═══ ITEMS

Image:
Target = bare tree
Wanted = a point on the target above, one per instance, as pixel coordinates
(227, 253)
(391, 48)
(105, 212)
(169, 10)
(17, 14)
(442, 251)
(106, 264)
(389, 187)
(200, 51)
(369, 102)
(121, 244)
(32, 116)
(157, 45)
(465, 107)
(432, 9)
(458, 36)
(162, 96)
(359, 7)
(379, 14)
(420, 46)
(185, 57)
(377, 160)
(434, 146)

══════

#### [DIRECTIVE]
Rewrite these records as a two-column CSV with the columns "request" and "answer," one row per record. Put each record's text in one quoted field and its answer in another, with line breaks turned into spaces.

#### [COMPLETE OUTPUT]
request,answer
"Image: Target = bare tree Wanted = a point on the target above, one per instance, as pixel coordinates","(227, 253) (391, 48) (105, 212) (169, 10) (17, 14) (442, 251) (106, 264) (389, 187) (200, 51) (369, 102) (121, 244) (32, 116) (157, 45) (465, 107) (432, 9) (458, 36) (162, 96) (359, 7) (379, 14) (420, 46) (185, 57) (377, 160) (434, 146)"